* BEGIN Materials provided *
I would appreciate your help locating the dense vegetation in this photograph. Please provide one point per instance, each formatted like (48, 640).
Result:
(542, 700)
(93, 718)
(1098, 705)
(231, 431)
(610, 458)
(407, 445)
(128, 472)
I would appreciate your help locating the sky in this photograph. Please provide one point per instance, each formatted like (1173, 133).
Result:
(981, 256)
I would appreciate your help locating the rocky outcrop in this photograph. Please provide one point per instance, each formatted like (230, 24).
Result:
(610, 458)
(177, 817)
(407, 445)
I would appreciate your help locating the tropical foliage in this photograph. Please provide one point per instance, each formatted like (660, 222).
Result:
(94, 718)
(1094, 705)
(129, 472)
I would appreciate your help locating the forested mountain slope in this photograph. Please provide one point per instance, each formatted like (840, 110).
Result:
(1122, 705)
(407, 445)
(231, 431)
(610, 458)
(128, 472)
* END Materials provided *
* BEGIN Materials provided *
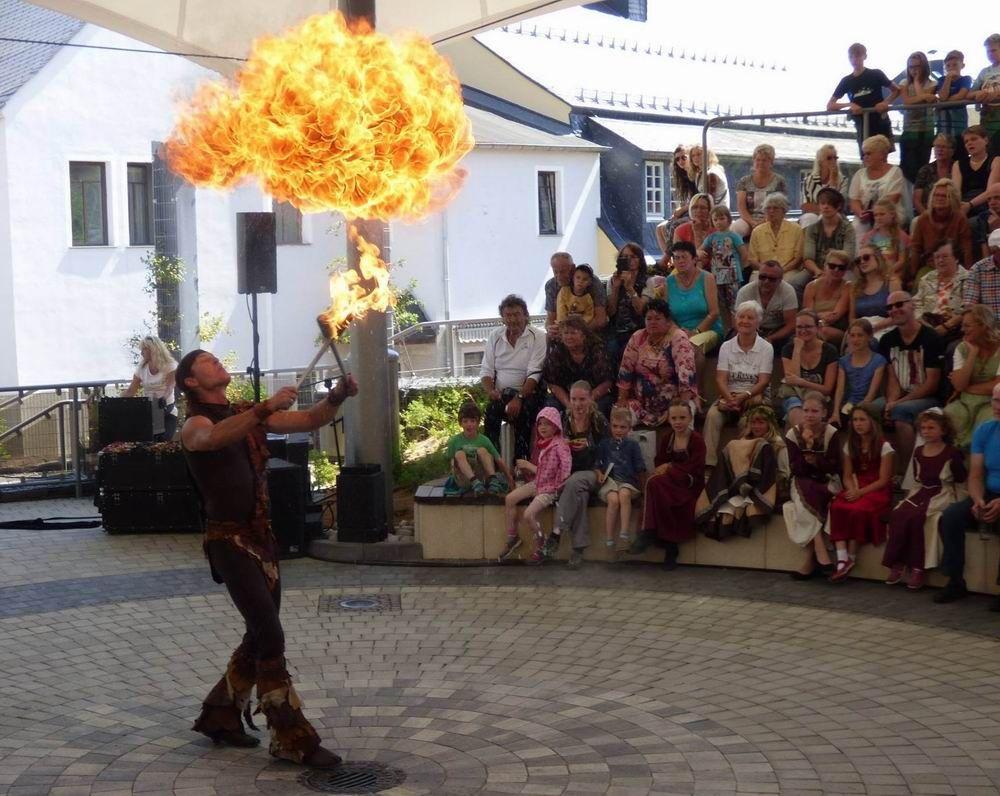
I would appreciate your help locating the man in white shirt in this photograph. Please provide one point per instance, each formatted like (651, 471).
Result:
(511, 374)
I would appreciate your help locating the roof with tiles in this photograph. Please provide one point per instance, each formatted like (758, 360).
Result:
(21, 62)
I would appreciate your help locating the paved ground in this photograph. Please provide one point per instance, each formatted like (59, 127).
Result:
* END Materials provided *
* BEGIN Materials provided *
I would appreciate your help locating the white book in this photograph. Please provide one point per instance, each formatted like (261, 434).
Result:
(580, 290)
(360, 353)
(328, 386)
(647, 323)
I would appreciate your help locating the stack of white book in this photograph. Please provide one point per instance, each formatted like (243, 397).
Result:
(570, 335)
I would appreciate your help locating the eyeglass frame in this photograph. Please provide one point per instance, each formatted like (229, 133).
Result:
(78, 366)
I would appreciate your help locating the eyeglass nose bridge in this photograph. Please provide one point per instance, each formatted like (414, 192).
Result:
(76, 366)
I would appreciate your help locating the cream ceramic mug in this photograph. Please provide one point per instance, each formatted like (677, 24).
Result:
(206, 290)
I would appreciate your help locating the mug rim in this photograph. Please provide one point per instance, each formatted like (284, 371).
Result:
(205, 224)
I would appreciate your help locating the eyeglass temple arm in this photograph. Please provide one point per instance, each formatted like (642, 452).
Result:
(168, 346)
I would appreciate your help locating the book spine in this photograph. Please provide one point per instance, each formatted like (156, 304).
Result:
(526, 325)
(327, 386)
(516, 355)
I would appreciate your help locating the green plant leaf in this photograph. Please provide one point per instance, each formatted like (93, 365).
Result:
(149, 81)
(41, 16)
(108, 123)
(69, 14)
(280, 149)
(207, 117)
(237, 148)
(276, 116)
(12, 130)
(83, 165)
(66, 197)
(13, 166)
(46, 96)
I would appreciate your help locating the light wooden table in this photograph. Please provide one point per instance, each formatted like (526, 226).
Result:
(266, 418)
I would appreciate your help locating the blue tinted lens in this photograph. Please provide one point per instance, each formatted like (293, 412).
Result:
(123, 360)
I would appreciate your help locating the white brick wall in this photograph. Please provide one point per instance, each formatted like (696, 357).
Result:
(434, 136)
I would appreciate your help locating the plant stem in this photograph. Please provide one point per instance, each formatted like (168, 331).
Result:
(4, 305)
* END Materials provided *
## Task description
Please pull out every line of the listing above that contains the word "plant", copying each one in full.

## Response for this exercise
I would appreciate your help locating the green plant leaf in this photograph. Please provide one point per instance, each formatted like (93, 365).
I would appreciate your help locating the plant stem in this photograph. Please provide one point per instance, each formatted like (168, 331).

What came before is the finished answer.